>> start

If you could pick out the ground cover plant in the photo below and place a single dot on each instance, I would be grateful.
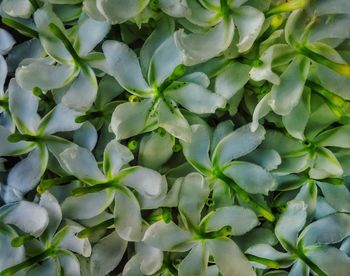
(175, 137)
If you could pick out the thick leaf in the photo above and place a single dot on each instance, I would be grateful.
(90, 33)
(250, 177)
(196, 261)
(232, 79)
(81, 163)
(200, 47)
(27, 216)
(325, 165)
(197, 150)
(127, 215)
(177, 8)
(249, 22)
(190, 206)
(121, 61)
(168, 237)
(115, 156)
(291, 222)
(9, 255)
(240, 219)
(107, 253)
(130, 119)
(23, 106)
(87, 206)
(81, 94)
(119, 11)
(53, 208)
(195, 98)
(171, 119)
(229, 258)
(149, 155)
(25, 175)
(47, 76)
(164, 61)
(286, 95)
(6, 40)
(71, 242)
(331, 260)
(145, 181)
(238, 143)
(17, 8)
(338, 196)
(330, 229)
(59, 119)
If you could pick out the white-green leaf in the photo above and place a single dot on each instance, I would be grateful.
(119, 11)
(171, 119)
(229, 258)
(149, 155)
(189, 206)
(87, 206)
(175, 8)
(196, 261)
(17, 8)
(27, 216)
(200, 47)
(325, 165)
(286, 95)
(238, 143)
(121, 61)
(338, 196)
(90, 33)
(197, 150)
(291, 222)
(9, 256)
(25, 175)
(330, 229)
(168, 237)
(195, 98)
(232, 79)
(59, 119)
(71, 242)
(127, 215)
(250, 177)
(249, 22)
(6, 41)
(330, 260)
(81, 94)
(130, 119)
(240, 219)
(81, 163)
(145, 181)
(164, 61)
(47, 76)
(107, 253)
(23, 107)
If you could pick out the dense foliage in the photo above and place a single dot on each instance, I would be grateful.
(175, 137)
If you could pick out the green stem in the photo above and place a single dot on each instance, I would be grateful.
(48, 183)
(34, 4)
(20, 27)
(67, 44)
(17, 137)
(245, 197)
(92, 189)
(91, 230)
(267, 262)
(343, 69)
(20, 240)
(40, 257)
(300, 254)
(288, 7)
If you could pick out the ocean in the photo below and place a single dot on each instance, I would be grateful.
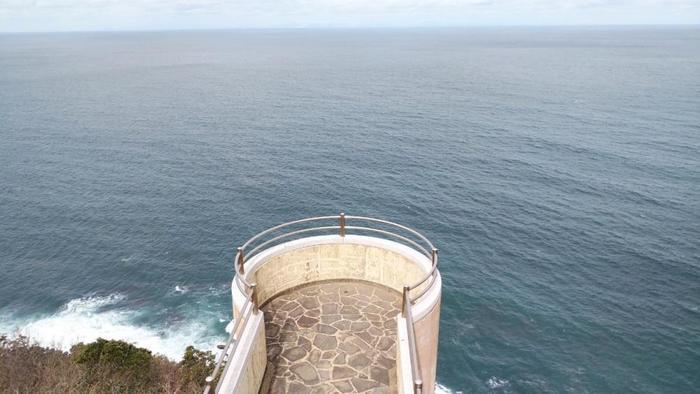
(556, 169)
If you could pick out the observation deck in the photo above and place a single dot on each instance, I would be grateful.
(332, 304)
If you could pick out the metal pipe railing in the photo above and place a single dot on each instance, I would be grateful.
(249, 307)
(258, 243)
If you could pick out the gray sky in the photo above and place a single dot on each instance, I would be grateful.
(70, 15)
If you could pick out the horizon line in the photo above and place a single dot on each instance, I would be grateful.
(407, 27)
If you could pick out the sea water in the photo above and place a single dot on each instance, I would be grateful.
(556, 169)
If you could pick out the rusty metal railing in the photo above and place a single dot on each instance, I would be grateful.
(341, 225)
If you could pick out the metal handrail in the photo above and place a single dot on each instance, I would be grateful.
(253, 246)
(249, 307)
(407, 312)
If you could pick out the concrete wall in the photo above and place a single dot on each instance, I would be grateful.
(244, 371)
(388, 263)
(333, 261)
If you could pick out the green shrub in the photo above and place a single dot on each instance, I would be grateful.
(195, 366)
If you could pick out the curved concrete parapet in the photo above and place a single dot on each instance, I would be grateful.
(352, 257)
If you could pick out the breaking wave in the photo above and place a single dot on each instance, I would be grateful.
(86, 319)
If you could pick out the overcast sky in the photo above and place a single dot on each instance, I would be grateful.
(70, 15)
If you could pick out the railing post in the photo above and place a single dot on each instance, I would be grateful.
(342, 224)
(254, 297)
(404, 301)
(241, 270)
(418, 386)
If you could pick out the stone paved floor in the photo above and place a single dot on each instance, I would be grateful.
(332, 337)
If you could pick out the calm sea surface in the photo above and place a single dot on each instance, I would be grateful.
(558, 171)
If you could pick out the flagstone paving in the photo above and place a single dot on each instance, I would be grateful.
(332, 337)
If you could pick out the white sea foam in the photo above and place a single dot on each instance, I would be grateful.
(440, 389)
(495, 382)
(84, 320)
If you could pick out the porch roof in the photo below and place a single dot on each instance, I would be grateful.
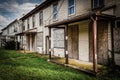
(80, 18)
(31, 31)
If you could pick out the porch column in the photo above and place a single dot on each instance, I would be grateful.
(112, 42)
(95, 44)
(66, 45)
(30, 42)
(49, 43)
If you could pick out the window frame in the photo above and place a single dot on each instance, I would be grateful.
(71, 7)
(41, 18)
(28, 25)
(98, 5)
(23, 24)
(116, 23)
(56, 12)
(33, 21)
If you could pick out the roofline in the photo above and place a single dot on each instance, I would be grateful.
(9, 24)
(73, 19)
(41, 6)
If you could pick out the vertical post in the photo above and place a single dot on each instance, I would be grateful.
(49, 43)
(112, 42)
(66, 45)
(16, 42)
(95, 45)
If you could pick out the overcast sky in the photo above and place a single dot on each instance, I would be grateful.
(12, 9)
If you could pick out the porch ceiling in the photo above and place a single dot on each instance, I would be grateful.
(31, 31)
(80, 18)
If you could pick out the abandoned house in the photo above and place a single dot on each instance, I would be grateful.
(85, 30)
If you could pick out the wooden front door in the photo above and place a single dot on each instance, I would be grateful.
(73, 41)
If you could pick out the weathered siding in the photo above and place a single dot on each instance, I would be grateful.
(117, 45)
(40, 42)
(102, 42)
(57, 46)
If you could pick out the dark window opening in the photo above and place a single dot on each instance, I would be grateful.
(41, 17)
(97, 4)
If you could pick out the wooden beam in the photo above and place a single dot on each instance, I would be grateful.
(66, 45)
(95, 44)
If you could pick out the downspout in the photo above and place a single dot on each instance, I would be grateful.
(112, 42)
(65, 44)
(94, 43)
(49, 44)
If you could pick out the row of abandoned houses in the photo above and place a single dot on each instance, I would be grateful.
(85, 30)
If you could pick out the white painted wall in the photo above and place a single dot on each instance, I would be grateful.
(84, 41)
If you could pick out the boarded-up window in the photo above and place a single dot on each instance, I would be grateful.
(39, 39)
(58, 38)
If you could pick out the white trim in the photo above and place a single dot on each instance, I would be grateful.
(70, 7)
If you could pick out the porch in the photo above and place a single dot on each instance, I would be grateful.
(87, 40)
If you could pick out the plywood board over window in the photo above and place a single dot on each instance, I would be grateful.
(73, 41)
(58, 38)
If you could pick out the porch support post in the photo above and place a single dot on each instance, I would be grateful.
(49, 43)
(95, 44)
(66, 45)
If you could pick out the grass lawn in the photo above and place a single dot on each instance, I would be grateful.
(18, 66)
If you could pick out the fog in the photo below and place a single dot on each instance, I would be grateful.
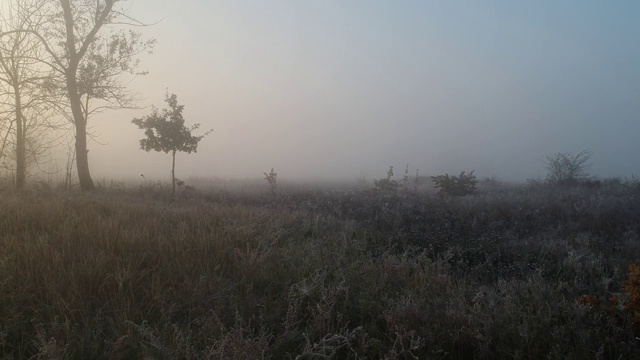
(337, 90)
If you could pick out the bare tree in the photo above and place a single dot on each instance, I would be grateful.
(90, 56)
(24, 78)
(568, 168)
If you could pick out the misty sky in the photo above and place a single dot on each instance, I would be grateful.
(326, 89)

>> end

Reproduce the data verbatim. Do not carry any picture into the copy.

If you could pick out the ground cover plant in the photo below and place a single dot on each instance, I would be grateful.
(175, 137)
If you could pick out the thick leaf in the photo above and place a single dot on each instance, I would be grateful.
(90, 33)
(250, 177)
(196, 261)
(232, 79)
(81, 163)
(200, 47)
(27, 216)
(325, 165)
(197, 150)
(127, 215)
(177, 8)
(249, 22)
(190, 206)
(121, 61)
(168, 237)
(115, 156)
(291, 222)
(9, 255)
(240, 219)
(107, 253)
(130, 119)
(23, 106)
(87, 206)
(81, 94)
(119, 11)
(53, 208)
(195, 98)
(171, 119)
(229, 258)
(149, 155)
(25, 175)
(47, 76)
(164, 61)
(286, 95)
(6, 40)
(71, 242)
(331, 260)
(145, 181)
(238, 143)
(17, 8)
(338, 196)
(330, 229)
(59, 119)
If you could pick out the white-green leaf in the photo above and place a single dot on each instance, I would be grateful.
(119, 11)
(171, 119)
(229, 258)
(149, 155)
(189, 206)
(87, 206)
(175, 8)
(196, 261)
(17, 8)
(27, 216)
(200, 47)
(325, 165)
(286, 95)
(238, 143)
(121, 61)
(338, 196)
(90, 33)
(197, 150)
(291, 222)
(9, 256)
(25, 175)
(330, 229)
(168, 237)
(195, 98)
(232, 79)
(59, 119)
(71, 242)
(127, 215)
(250, 177)
(249, 22)
(6, 41)
(330, 260)
(81, 94)
(130, 119)
(240, 219)
(81, 163)
(145, 181)
(164, 61)
(47, 76)
(107, 253)
(23, 107)
If you could pick out the dense foliage in the photo above and place a single dot on each instance, I would be grateful.
(175, 137)
If you could pick out the green stem in the photo above and place a single dot on each instance, I would be grateful.
(48, 183)
(34, 4)
(20, 27)
(67, 44)
(17, 137)
(245, 197)
(92, 189)
(91, 230)
(267, 262)
(343, 69)
(20, 240)
(40, 257)
(300, 254)
(288, 7)
If you could pick out the ocean in the photo below and place a single dot on each instance, I would be grateful.
(556, 169)
If you could pick out the observation deck in the photo above and place a single dot on each instance, I would be grateful.
(332, 304)
If you could pick out the metal pipe railing in the photo above and place a single dot on each instance, I would be grateful.
(249, 307)
(258, 243)
If you could pick out the gray sky in the photo above and place a single dot on each instance, I would be grateful.
(70, 15)
If you could pick out the horizon line in the photo above and place a single dot on each instance, I would be grateful.
(407, 27)
If you could pick out the sea water in the photo above and place a single dot on each instance, I would be grateful.
(556, 169)
If you could pick out the rusty metal railing in the photo above and place a single dot on each instance, I would be grateful.
(341, 225)
If you could pick out the metal handrail in the photo above and place a single dot on each instance, I would be grateful.
(253, 246)
(249, 307)
(407, 312)
If you could pick out the concrete wall in the photo above and place a single dot on each instance, I would be grateful.
(244, 371)
(388, 263)
(333, 261)
If you could pick out the green shrub in the photo above and place a single dot on each instance, I would be grateful.
(195, 366)
If you could pick out the curved concrete parapet in the photo above and place a single dot on each instance, I would be grateful.
(352, 257)
If you could pick out the breaking wave in the photo above and place a single dot on each instance, I would be grateful.
(86, 319)
If you could pick out the overcast sky in the photo above and place a single dot on each instance, I would be grateful.
(70, 15)
If you could pick out the railing post in the photo above and place a single dot on each instance, I would be grateful.
(342, 224)
(254, 297)
(404, 301)
(241, 270)
(418, 386)
If you could pick out the stone paved floor in the photo above and place a single dot on each instance, I would be grateful.
(332, 337)
If you could pick out the calm sea surface in the photo above and place a single dot on each instance, I would be grateful.
(558, 171)
If you could pick out the flagstone paving in the photo above and place a single dot on each instance, I would be grateful.
(332, 337)
If you could pick out the white sea foam in the photo above and place a single dot on each instance, I would be grateful.
(440, 389)
(495, 382)
(84, 320)
If you could pick out the porch roof in the photo below and place a single dot on each instance, I would be grateful.
(80, 18)
(31, 31)
If you could pick out the porch column in the photo above and place a single dot on each instance, I would be grateful.
(112, 42)
(95, 44)
(66, 45)
(30, 42)
(49, 43)
If you could pick out the window frame in the photo above and place a single dot on each instance, I would be grateful.
(71, 7)
(41, 18)
(28, 25)
(98, 5)
(23, 24)
(116, 23)
(56, 12)
(33, 21)
If you could pick out the roofline in the photo above and place a single dot on each instance, I would be grateful.
(9, 24)
(73, 19)
(41, 6)
If you could pick out the vertical post in the photo above and place a single dot on each instance, I would be grateful.
(49, 43)
(112, 42)
(66, 45)
(16, 42)
(95, 45)
If you could pick out the overcast sky in the photo above and place a single dot on each instance, I would be grateful.
(12, 9)
If you could pick out the porch ceiling in the photo above and place a single dot on each instance, I would be grateful.
(31, 31)
(80, 18)
If you could pick out the abandoned house in the photo above and place a single dot on each instance, I would be grateful.
(85, 30)
If you could pick out the wooden front door in the photo above and place a single dot on each instance, I would be grateful.
(73, 41)
If you could pick out the weathered siding in the photo above and place a single dot on each instance, I would be grateful.
(117, 45)
(40, 42)
(102, 42)
(57, 46)
If you could pick out the dark window opening in the photo above and place a single dot on each instance, I would be grateful.
(41, 17)
(97, 4)
If you could pick out the wooden beam in the photo above and place a single dot on each instance, I would be grateful.
(66, 45)
(95, 44)
If you could pick out the downspout in the photo above and place a single dot on each instance, I would be grateful.
(112, 42)
(65, 44)
(94, 43)
(49, 44)
If you could pick out the row of abandoned houses in the photo above and place a single dot on each instance, I would be grateful.
(85, 30)
If you could pick out the white painted wall in the photo above and place a single dot on each instance, I would be grateful.
(84, 41)
If you could pick out the boarded-up window in the photo above and place a single dot on each instance, I would be grateful.
(39, 39)
(58, 38)
If you could pick out the white trim in the photo above and place a single dot on each instance, I would be grateful.
(70, 7)
If you could pick out the porch in the photo above and place a single dot on each instance, I would be grateful.
(87, 40)
If you could pick out the plywood board over window in the photo above and place a single dot on each instance, I would be grateful.
(73, 41)
(58, 38)
If you could pick out the porch support post in the photo above and place a single dot on each instance, I would be grateful.
(49, 43)
(95, 44)
(66, 45)
If you could pick out the grass lawn in the photo above and place a single dot on each instance, I would be grateful.
(18, 66)
If you could pick out the fog in the photo below and place a single dot on each instance, I would be grateful.
(337, 90)
If you could pick out the bare tree in the photo above and place a single dot on each instance, I would be grateful.
(90, 56)
(24, 78)
(568, 168)
If you could pick out the misty sky in the photo above and place a single dot on each instance, I would be grateful.
(326, 89)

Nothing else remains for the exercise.